> **Text**:
◆ ◆ ◆ ◆ ◆
Shanti pained her way to earning her children an educated life. In return, she was abandoned on streets to starve
When making ends meet became difficult, that is when she resorted to begging. And then when even that didn’t help, she found her way to Vrindavan. Shanti was a mere 13-year-old when she was made to tie the knot to the man best-suited for her, at least that is what the family had told her. Life was as normal as it is scripted for any next-door-married-woman in India. Her husband was a worker at a wool factory in Benaras. They were ‘blessed’ with four children – three girls and a boy. The money wasn’t huge, but enough to meet the daily needs for six. Life was a bright and pretty hue. But normalcy was a short-span event in Shanti’s life. Her husband died of heart attack in a few years time, and things went black and white.
As it goes – poverty, hunger, helplessness, and all things gloomy hit her hard at once. Her husband’s family was least bothered with where life leads her now, and her birth family wasn’t her own family anymore following the day she tied the knot – according to Hindu religious beliefs. With nothing in hand and four very young children to look after, Shanti started working as a labourer. The wages were low but enough to feed the little ones. Time went on, and the little savings added up to buy five tickets to Agra. She gathered all she could lay hands on and decided to begin a new life by moving to this new place.
Agra was fair to Shanti at first. She earned a living by washing utensils at various homes. Whatever she earned, she invested in the schooling of the children. Children would go to school, she would go to work, children would come home to a meal cooked by their mother and the five were growing out of the sorrowful past. The children grew up, and Shanti performed her duty by marrying them off in time, the three sisters followed by the youngest brother. Little did she know that her efforts were to be forgotten in a jiffy as the four ‘blessings’ would soon turn back on her as they move on with the new phase of their lives.
◆ ◆ ◆ ◆ ◆
[Collected data entries]
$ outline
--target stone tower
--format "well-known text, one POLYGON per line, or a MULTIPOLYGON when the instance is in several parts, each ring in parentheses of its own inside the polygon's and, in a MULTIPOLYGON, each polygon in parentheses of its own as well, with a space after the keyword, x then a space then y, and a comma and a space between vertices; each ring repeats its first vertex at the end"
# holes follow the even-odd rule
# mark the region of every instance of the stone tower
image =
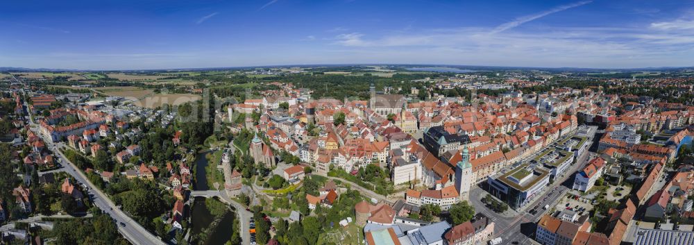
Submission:
POLYGON ((371 110, 376 110, 376 86, 371 83, 371 85, 369 87, 369 92, 371 96, 371 99, 369 101, 369 107, 371 108, 371 110))
POLYGON ((306 121, 309 124, 316 124, 316 108, 312 103, 306 105, 306 121))
MULTIPOLYGON (((231 164, 229 161, 229 154, 225 152, 221 155, 221 167, 222 170, 224 171, 224 189, 226 189, 228 192, 231 191, 231 164)), ((231 193, 229 193, 229 196, 232 196, 231 193)))
POLYGON ((257 163, 262 159, 262 140, 260 140, 257 134, 255 134, 253 136, 253 139, 251 140, 250 150, 251 156, 253 158, 253 161, 255 163, 257 163))
POLYGON ((462 160, 455 166, 455 189, 462 200, 467 200, 470 194, 470 187, 472 186, 473 166, 470 164, 470 156, 468 155, 468 148, 463 149, 462 160))

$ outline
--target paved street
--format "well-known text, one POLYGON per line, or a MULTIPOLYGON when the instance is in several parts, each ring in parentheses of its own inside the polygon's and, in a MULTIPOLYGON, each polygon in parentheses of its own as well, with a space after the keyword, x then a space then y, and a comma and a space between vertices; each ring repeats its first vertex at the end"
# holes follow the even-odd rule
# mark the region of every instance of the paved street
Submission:
POLYGON ((246 210, 246 208, 243 205, 236 202, 233 199, 229 198, 226 195, 226 192, 225 191, 192 191, 190 193, 190 196, 204 196, 206 198, 212 198, 213 196, 219 197, 222 201, 231 204, 236 209, 236 214, 238 215, 238 218, 241 220, 239 222, 241 239, 243 240, 244 245, 251 245, 251 232, 249 228, 251 226, 251 218, 253 217, 253 213, 246 210))
MULTIPOLYGON (((587 148, 586 148, 587 149, 587 148)), ((548 187, 542 198, 539 197, 533 200, 530 203, 521 208, 518 212, 514 210, 507 211, 509 214, 516 215, 502 215, 497 214, 494 211, 487 208, 482 202, 488 192, 480 187, 475 187, 471 190, 470 202, 475 207, 477 212, 489 217, 492 221, 495 222, 494 233, 503 240, 503 244, 511 244, 513 242, 518 242, 519 244, 530 244, 530 239, 534 235, 536 226, 535 223, 540 219, 547 210, 542 208, 548 205, 551 209, 557 202, 564 196, 570 187, 573 185, 573 176, 576 171, 583 167, 591 158, 597 156, 597 154, 586 151, 584 154, 579 155, 564 176, 560 176, 559 180, 555 181, 548 187), (528 211, 537 207, 538 212, 532 214, 528 211)))
POLYGON ((145 230, 137 221, 130 219, 123 211, 116 207, 116 205, 105 194, 101 192, 101 191, 90 182, 87 176, 65 158, 59 150, 60 148, 65 146, 65 143, 51 143, 46 140, 44 135, 39 133, 36 124, 33 121, 30 121, 29 124, 32 131, 36 133, 37 135, 40 135, 46 142, 48 148, 55 153, 55 157, 62 163, 65 171, 72 176, 78 183, 87 185, 88 189, 85 192, 92 198, 94 205, 115 220, 118 226, 118 230, 123 234, 126 239, 133 244, 165 244, 164 242, 162 242, 161 239, 145 230), (125 226, 122 226, 121 223, 125 226))

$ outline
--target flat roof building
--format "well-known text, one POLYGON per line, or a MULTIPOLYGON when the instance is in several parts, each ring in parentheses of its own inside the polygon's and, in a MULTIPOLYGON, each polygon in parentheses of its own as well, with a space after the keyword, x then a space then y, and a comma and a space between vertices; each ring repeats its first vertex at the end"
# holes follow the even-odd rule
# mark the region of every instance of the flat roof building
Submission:
POLYGON ((487 178, 489 193, 505 201, 511 208, 527 204, 550 183, 550 171, 525 163, 506 173, 487 178))

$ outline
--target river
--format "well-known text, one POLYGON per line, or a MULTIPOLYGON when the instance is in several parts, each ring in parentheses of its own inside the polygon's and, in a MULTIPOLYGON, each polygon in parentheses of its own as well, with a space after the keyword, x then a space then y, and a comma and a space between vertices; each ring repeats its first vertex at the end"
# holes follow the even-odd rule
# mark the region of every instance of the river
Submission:
MULTIPOLYGON (((217 222, 217 227, 214 230, 207 235, 205 241, 192 241, 192 244, 201 245, 217 245, 223 244, 231 238, 232 228, 234 223, 234 219, 236 215, 232 211, 227 211, 222 215, 219 222, 217 222)), ((205 204, 204 197, 196 197, 194 201, 193 208, 191 210, 191 234, 197 235, 207 229, 212 223, 214 223, 215 217, 210 213, 207 205, 205 204)))
POLYGON ((204 151, 198 153, 198 155, 195 158, 195 190, 196 191, 206 191, 210 189, 210 186, 208 185, 208 178, 205 174, 205 168, 208 167, 208 158, 205 157, 205 155, 210 152, 210 151, 204 151))

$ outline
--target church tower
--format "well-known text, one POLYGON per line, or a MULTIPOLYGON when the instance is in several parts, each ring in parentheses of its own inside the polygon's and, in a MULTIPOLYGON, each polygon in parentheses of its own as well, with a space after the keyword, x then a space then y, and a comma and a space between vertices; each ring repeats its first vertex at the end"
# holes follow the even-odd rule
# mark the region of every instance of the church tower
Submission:
POLYGON ((369 86, 369 92, 371 96, 371 99, 369 101, 369 107, 371 108, 371 110, 376 110, 376 86, 371 83, 371 86, 369 86))
POLYGON ((251 156, 253 157, 253 161, 255 163, 258 163, 262 159, 263 152, 262 152, 262 140, 258 137, 257 134, 253 136, 253 139, 251 140, 251 156))
POLYGON ((467 200, 470 194, 470 187, 472 186, 473 166, 470 164, 470 156, 468 155, 468 148, 463 148, 462 160, 455 166, 455 189, 462 200, 467 200))

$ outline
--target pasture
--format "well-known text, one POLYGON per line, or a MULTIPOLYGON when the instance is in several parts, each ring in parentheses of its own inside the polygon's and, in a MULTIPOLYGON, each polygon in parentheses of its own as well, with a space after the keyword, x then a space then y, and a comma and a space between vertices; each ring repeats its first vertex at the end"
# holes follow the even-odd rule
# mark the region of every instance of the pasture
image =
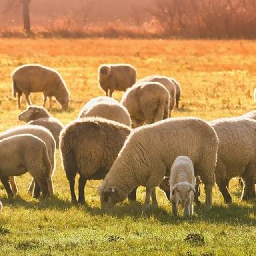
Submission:
MULTIPOLYGON (((66 124, 85 103, 104 95, 98 86, 98 66, 118 62, 134 65, 138 78, 159 74, 178 81, 182 100, 174 117, 209 120, 255 108, 254 41, 0 39, 0 131, 22 124, 11 89, 10 74, 17 66, 38 63, 60 72, 71 93, 71 105, 62 111, 55 102, 50 112, 66 124)), ((122 93, 114 97, 120 100, 122 93)), ((42 102, 40 93, 31 99, 34 104, 42 102)), ((22 109, 26 106, 23 99, 22 109)), ((224 203, 216 186, 212 210, 205 212, 203 205, 196 206, 194 215, 187 219, 171 216, 170 205, 158 188, 159 209, 148 214, 141 212, 144 188, 138 190, 138 202, 126 200, 111 212, 102 211, 97 192, 100 182, 88 182, 86 205, 74 205, 59 151, 53 180, 56 194, 51 200, 26 195, 28 175, 17 179, 19 195, 12 200, 0 185, 4 207, 0 255, 256 254, 256 205, 240 201, 236 179, 230 186, 233 204, 224 203)), ((204 193, 200 200, 204 202, 204 193)))

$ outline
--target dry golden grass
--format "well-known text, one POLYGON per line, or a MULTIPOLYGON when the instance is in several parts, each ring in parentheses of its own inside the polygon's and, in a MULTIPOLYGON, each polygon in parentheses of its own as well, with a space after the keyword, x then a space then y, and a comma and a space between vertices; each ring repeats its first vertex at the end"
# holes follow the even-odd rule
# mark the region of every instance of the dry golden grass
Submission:
MULTIPOLYGON (((254 41, 1 39, 0 131, 20 124, 17 121, 20 111, 16 100, 12 98, 10 79, 17 66, 38 63, 61 73, 71 92, 70 108, 62 112, 56 104, 51 112, 66 124, 76 118, 85 103, 104 95, 98 86, 97 72, 98 66, 106 62, 130 63, 137 68, 139 78, 159 74, 176 79, 182 87, 183 100, 180 110, 175 110, 174 117, 196 116, 210 120, 238 116, 255 108, 254 41)), ((122 95, 115 93, 114 97, 120 100, 122 95)), ((41 104, 42 96, 32 94, 32 100, 41 104)), ((4 213, 0 214, 0 255, 62 255, 63 252, 69 255, 142 255, 146 250, 154 255, 256 252, 255 205, 239 202, 240 191, 237 192, 235 181, 231 188, 233 206, 224 204, 216 187, 215 206, 211 212, 203 213, 202 208, 196 208, 195 216, 183 221, 170 216, 169 204, 159 190, 161 210, 152 216, 140 215, 141 203, 125 203, 117 207, 113 215, 103 214, 99 209, 98 182, 86 185, 87 208, 76 208, 68 202, 68 184, 58 153, 54 200, 45 204, 26 196, 28 181, 26 177, 18 179, 21 197, 14 201, 9 202, 5 192, 0 190, 4 204, 4 213), (204 235, 205 246, 184 242, 192 230, 204 235), (112 235, 117 241, 110 243, 108 238, 112 235)), ((140 202, 144 191, 140 189, 140 202)))

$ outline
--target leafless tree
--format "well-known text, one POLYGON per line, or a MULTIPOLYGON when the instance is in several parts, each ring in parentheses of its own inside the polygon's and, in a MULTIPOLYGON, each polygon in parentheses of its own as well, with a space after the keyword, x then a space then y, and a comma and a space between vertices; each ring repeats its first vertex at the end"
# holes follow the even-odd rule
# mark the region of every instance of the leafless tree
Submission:
POLYGON ((4 12, 17 11, 21 7, 22 11, 23 28, 28 34, 31 32, 29 5, 31 0, 8 0, 4 12))

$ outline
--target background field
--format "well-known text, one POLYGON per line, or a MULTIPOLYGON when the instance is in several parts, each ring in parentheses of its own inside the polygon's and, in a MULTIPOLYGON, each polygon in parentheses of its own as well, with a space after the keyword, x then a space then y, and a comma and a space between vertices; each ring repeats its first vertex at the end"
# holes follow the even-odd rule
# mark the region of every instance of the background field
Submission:
MULTIPOLYGON (((103 95, 97 72, 105 62, 130 63, 138 69, 139 78, 161 74, 176 78, 182 86, 183 100, 174 117, 210 120, 238 116, 255 107, 254 41, 1 39, 1 131, 21 124, 17 120, 16 101, 12 98, 10 75, 16 66, 31 62, 56 68, 66 81, 72 96, 69 110, 61 112, 56 103, 51 110, 65 124, 76 118, 85 102, 103 95)), ((115 93, 114 97, 119 100, 122 95, 115 93)), ((41 104, 42 96, 32 95, 32 101, 41 104)), ((159 189, 159 210, 142 214, 144 188, 139 190, 138 202, 126 201, 107 214, 100 210, 100 182, 86 184, 87 205, 70 202, 58 152, 56 162, 56 197, 52 200, 26 195, 27 175, 17 179, 19 195, 13 200, 7 199, 0 186, 4 207, 0 214, 0 255, 256 254, 255 203, 240 201, 241 192, 236 180, 231 188, 234 204, 224 204, 215 187, 212 210, 205 213, 203 206, 196 206, 188 219, 171 216, 170 205, 159 189), (194 232, 203 236, 204 242, 184 240, 194 232)))

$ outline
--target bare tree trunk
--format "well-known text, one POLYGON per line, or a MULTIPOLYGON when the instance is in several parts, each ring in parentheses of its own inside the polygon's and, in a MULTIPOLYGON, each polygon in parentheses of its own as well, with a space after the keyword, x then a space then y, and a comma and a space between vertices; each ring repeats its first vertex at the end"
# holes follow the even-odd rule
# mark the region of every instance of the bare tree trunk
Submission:
POLYGON ((31 32, 29 14, 29 4, 30 0, 22 0, 22 12, 23 14, 23 28, 27 34, 31 32))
◆ ◆ ◆ ◆ ◆
> **Work item**:
Copy the passage from the account of Shanti, starting with "As it goes –" and going on through "this new place.", word for word.

> **Exercise result**:
As it goes – poverty, hunger, helplessness, and all things gloomy hit her hard at once. Her husband’s family was least bothered with where life leads her now, and her birth family wasn’t her own family anymore following the day she tied the knot – according to Hindu religious beliefs. With nothing in hand and four very young children to look after, Shanti started working as a labourer. The wages were low but enough to feed the little ones. Time went on, and the little savings added up to buy five tickets to Agra. She gathered all she could lay hands on and decided to begin a new life by moving to this new place.